### Supplied information
>>>

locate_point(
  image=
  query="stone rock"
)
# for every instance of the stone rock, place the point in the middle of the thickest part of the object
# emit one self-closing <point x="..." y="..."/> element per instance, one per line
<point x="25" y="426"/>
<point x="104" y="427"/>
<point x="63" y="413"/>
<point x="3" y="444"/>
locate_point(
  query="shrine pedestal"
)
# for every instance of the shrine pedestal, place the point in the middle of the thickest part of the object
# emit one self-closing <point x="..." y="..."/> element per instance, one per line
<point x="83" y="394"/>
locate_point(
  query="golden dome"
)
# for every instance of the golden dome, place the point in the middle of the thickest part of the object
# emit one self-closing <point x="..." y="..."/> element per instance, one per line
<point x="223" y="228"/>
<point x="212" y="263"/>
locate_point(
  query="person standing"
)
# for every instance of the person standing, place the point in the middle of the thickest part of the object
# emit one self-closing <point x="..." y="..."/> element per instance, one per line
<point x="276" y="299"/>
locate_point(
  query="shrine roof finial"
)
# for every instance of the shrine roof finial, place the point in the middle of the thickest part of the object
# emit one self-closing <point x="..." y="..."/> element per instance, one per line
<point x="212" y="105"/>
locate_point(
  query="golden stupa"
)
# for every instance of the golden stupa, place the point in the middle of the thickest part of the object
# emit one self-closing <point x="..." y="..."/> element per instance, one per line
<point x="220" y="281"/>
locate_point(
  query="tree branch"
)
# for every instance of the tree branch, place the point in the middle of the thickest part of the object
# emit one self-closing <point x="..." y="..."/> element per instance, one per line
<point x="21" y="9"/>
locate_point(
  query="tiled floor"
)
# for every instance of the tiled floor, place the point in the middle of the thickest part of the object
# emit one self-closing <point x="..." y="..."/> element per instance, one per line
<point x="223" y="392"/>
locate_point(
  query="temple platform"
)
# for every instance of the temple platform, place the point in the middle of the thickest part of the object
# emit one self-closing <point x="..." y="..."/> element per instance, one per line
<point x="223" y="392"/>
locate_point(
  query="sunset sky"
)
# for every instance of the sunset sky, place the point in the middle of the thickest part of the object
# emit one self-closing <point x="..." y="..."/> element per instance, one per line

<<<

### Exercise
Tally the lines of the material above that contain the string "temple", and reply with only the number.

### Exercise response
2